=== MATERIAL PROVIDED ===
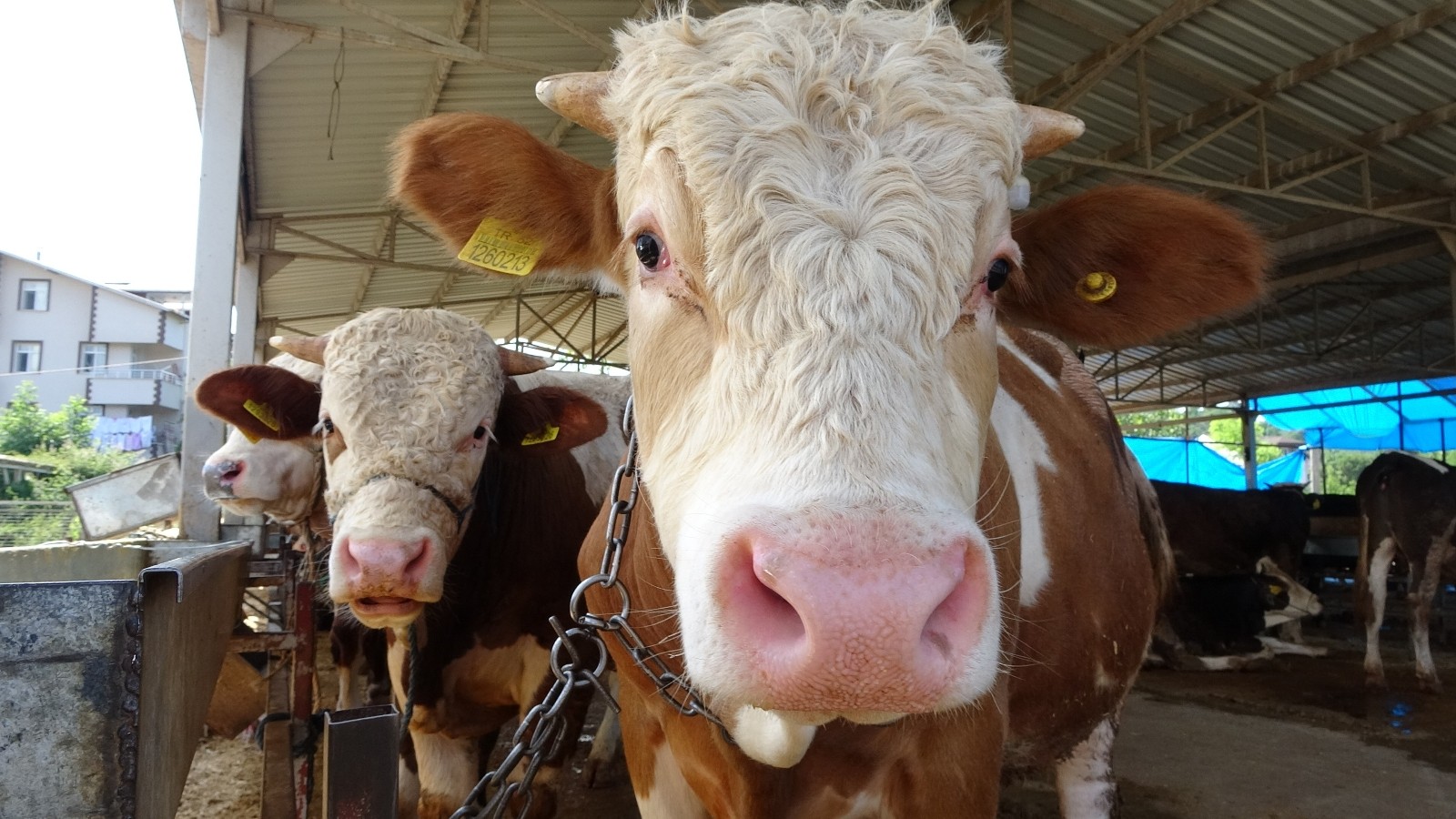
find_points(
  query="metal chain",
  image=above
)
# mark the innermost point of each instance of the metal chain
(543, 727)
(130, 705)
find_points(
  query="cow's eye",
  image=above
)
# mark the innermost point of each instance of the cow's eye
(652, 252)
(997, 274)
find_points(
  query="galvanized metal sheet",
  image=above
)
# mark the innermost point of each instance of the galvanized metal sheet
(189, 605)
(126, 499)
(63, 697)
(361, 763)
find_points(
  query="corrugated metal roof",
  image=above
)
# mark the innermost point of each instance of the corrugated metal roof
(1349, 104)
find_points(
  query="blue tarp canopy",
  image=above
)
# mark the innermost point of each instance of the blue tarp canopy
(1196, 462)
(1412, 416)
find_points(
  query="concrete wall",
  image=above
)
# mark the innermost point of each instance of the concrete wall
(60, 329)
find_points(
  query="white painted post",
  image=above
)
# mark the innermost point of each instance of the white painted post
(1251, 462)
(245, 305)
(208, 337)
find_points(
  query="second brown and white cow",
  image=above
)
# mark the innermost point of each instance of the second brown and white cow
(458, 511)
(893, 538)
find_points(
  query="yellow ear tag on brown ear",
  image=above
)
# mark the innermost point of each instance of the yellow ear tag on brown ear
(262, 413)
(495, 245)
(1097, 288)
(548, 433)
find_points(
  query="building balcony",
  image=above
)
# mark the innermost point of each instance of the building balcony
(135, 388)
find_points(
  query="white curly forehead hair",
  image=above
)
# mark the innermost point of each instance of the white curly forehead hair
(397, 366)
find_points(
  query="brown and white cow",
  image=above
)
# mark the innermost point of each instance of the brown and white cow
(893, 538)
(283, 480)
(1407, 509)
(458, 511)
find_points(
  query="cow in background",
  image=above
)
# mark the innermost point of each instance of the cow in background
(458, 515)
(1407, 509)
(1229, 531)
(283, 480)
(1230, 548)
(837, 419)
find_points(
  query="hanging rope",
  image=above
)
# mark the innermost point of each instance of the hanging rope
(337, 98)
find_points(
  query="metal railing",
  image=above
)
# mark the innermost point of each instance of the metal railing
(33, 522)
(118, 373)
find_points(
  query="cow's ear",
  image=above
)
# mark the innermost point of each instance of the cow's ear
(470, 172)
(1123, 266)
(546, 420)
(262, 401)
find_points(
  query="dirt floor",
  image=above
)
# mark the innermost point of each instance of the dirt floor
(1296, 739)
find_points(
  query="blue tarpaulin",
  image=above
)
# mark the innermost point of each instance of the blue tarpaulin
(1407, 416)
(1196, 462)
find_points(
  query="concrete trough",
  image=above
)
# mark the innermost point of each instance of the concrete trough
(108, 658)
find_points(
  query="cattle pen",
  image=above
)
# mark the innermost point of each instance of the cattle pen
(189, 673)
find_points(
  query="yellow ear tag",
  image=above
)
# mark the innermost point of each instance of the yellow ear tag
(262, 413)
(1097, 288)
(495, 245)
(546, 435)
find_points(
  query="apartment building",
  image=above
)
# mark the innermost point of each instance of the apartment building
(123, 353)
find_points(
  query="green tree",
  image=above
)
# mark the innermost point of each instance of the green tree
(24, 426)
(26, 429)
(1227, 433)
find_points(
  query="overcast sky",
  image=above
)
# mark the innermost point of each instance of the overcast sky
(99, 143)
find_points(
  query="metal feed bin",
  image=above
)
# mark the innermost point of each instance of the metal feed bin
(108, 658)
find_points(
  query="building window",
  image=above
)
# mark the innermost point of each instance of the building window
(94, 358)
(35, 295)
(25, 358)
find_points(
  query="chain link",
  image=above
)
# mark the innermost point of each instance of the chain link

=== TASK OBJECTIVE ===
What is needed is an exact copy of the entries, without any images.

=== SOLVED EXERCISE ===
find_points(
  query="metal chain",
  image=above
)
# mark the innermost point of each instance of the metal chain
(543, 727)
(130, 705)
find_points(
  query="cow's eye",
  image=above
)
# mark the innermost point of each instance of the cow's eye
(652, 252)
(997, 274)
find_points(
  query="galvanized metal sheet",
  image=above
)
# mark the innermost point of each instance of the galvanized metal sheet
(189, 605)
(126, 499)
(63, 697)
(361, 763)
find_points(
  query="corrugated metal roof",
  image=above
)
# mark the innermost point of each instance of the corrugated metal roof
(1349, 104)
find_points(
  query="blue tarp canopy",
  image=above
)
# mark the innermost point of each instance of the blue tarp canopy
(1196, 462)
(1412, 416)
find_points(
  query="concrete wall",
  image=above
)
# mark the innermost point of each instance of the concrete wall
(60, 329)
find_points(
  query="white painted post",
  image=above
)
# mark the innermost point of each instance of the white painted post
(1251, 462)
(245, 305)
(208, 337)
find_points(
  query="second brown and white cow",
  image=above
)
# mark the innermost point of each instance of the second brown and white cow
(458, 511)
(893, 538)
find_points(
  query="yellow ear tag on brown ear",
  image=above
)
# mark the innermost point of each instance of the yellow ear tag on brown ear
(262, 413)
(495, 245)
(1097, 288)
(548, 433)
find_points(
  query="building balcony",
  image=above
)
# mark the innermost point of each instance of the building balcony
(135, 388)
find_points(
  query="white curly forehead hair",
  image=above
)
# mark the innermost point of each instance of the white curly forehead hair
(397, 366)
find_points(
  query="brown and white cow",
  image=above
)
# mark the innermost point of each instance of the brown and white cow
(893, 538)
(283, 480)
(1407, 509)
(458, 511)
find_points(
  query="cow in background",
  image=above
)
# mark the innermost point of each instance of the cow in background
(458, 515)
(1407, 509)
(1229, 531)
(283, 480)
(1230, 548)
(837, 419)
find_points(
  query="hanging rope",
  image=above
)
# mark the innermost point of each instance of the hanging rope
(337, 98)
find_points(
  query="metal railing",
  image=above
)
# mark the innermost point of each instance of the metal railing
(33, 522)
(118, 373)
find_points(
  query="cow's ear",
  image=above
)
# mark the innermost point of each instance of the cow's ear
(470, 172)
(1123, 266)
(546, 420)
(262, 401)
find_points(
  query="dirt floor",
  image=above
)
# mark the innermost point of each instance of the dirt floor
(1296, 739)
find_points(
  query="blue tarpaulin",
  image=above
)
# mark the innermost point of each instance of the blue tarpaulin
(1407, 416)
(1196, 462)
find_points(
  query="concrete trough",
  image=above
)
# mark the innermost point of each instance of the concrete trough
(108, 658)
find_points(
  query="cattle pen",
  image=above
)
# mark the innermost point of each instance of the cattle pen
(189, 673)
find_points(
  query="yellow ear tag",
  image=above
)
# mark the innermost point of each instance of the yellow ear tag
(262, 413)
(1097, 288)
(495, 245)
(546, 435)
find_points(
  query="apartment building",
  image=above
)
# mark the innermost point of each instance of the apartment building
(123, 353)
find_points(
  query="green tree",
  image=above
)
# mark the innermost point of each instance of the green tree
(24, 426)
(26, 429)
(1227, 433)
find_points(
  query="overcast sky",
  image=above
)
# mark the innermost point of each instance of the overcast sky
(99, 143)
find_points(
  query="metal feed bin",
  image=above
)
# mark the innermost point of each instance of the metal feed bin
(108, 658)
find_points(
  query="building window",
  image=above
)
# mark the innermost point of each instance of the building window
(94, 358)
(35, 295)
(25, 358)
find_points(
  query="chain link",
  image=above
)
# mark the innermost point of each instance of the chain link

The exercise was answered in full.